What to work on
Starting with the line that has "the side window." in it, repeat every line through the last one, word for word, and give nothing more.

Recorded information
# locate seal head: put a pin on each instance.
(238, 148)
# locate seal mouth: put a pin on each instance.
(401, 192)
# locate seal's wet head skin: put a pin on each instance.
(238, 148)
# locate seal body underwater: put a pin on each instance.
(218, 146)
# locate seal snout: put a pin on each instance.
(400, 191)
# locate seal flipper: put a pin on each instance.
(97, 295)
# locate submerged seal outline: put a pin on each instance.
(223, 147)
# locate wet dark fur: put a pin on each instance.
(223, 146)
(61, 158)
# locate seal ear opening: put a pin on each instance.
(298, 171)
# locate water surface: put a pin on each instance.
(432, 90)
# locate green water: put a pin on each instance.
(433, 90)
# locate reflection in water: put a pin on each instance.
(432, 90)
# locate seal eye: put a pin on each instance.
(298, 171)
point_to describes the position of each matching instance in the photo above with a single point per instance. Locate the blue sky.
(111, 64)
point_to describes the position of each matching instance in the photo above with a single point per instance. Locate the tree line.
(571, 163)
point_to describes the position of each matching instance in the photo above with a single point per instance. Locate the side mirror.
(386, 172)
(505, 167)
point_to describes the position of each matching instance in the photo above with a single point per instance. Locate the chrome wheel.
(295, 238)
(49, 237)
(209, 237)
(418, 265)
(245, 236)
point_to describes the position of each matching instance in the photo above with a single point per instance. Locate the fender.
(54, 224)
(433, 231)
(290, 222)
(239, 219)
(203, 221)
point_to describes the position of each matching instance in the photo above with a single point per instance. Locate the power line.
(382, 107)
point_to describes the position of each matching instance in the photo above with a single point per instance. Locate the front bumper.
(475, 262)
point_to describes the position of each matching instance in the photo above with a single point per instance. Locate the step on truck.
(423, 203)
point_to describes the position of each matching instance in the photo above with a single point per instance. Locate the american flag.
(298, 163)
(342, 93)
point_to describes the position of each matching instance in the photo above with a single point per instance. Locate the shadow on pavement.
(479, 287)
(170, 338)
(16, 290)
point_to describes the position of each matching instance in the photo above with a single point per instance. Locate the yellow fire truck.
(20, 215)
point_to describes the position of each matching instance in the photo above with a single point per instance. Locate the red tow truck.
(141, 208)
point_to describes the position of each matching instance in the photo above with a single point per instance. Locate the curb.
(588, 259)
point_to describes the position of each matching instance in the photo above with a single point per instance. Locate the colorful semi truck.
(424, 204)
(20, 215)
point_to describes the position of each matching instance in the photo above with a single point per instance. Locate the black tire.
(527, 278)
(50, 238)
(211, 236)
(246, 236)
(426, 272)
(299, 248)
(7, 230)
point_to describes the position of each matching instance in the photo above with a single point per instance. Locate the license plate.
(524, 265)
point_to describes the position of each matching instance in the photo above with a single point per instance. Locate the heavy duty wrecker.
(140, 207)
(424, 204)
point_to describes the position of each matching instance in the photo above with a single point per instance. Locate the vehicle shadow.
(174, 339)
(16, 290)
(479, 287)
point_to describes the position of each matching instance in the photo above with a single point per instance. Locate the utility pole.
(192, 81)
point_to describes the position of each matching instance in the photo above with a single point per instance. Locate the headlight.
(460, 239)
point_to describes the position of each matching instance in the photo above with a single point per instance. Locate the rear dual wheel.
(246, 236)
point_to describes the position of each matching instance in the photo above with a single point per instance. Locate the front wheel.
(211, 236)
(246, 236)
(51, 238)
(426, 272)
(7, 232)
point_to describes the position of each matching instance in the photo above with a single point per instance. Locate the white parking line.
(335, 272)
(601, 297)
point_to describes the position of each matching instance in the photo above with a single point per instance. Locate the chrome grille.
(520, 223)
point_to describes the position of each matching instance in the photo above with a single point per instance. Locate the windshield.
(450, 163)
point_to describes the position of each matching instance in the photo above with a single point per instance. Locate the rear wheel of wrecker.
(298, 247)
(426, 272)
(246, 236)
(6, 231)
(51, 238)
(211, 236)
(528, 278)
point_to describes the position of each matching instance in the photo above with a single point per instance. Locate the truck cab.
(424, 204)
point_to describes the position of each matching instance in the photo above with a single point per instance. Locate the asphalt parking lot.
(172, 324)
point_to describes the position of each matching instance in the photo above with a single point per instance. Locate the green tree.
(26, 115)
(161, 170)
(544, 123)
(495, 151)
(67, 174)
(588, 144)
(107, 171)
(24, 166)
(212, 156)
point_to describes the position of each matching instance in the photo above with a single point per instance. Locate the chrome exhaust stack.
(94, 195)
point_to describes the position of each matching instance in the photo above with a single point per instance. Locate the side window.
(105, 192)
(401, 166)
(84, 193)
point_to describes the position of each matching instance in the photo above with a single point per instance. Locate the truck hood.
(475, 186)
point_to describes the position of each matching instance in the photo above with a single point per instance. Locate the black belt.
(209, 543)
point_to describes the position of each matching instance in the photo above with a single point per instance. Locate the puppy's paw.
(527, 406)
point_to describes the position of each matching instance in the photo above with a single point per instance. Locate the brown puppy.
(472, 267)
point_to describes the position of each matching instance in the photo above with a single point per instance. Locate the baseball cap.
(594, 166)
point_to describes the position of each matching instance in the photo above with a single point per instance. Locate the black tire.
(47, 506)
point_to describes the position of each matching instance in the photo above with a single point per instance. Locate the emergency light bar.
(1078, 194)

Response
point_to describes the position of each matching instance in the photo above with a single point per instance. Locate the side window.
(105, 192)
(401, 166)
(84, 193)
point_to describes the position of each matching instance in the photo above with a single point per instance. Locate the truck hood.
(475, 186)
point_to describes the position of each matching instance in the photo above with a single point per instance. Locate the black belt.
(209, 543)
point_to describes the position of each matching instance in the photo above with a single point per instance. Locate the puppy's paw.
(527, 406)
point_to describes the position of each matching instance in the photo above with a single point per instance. Locate the brown puppy.
(472, 267)
point_to describes the position of each matching instance in the photo above with a single point per instance. Locate the baseball cap.
(594, 166)
point_to describes the position of each matching instance in the photo above with a single point per instance. Locate the black tire.
(47, 506)
point_to describes the position of each matching instance in the photo above with a single point per instance. Locate the emergency light bar.
(1078, 194)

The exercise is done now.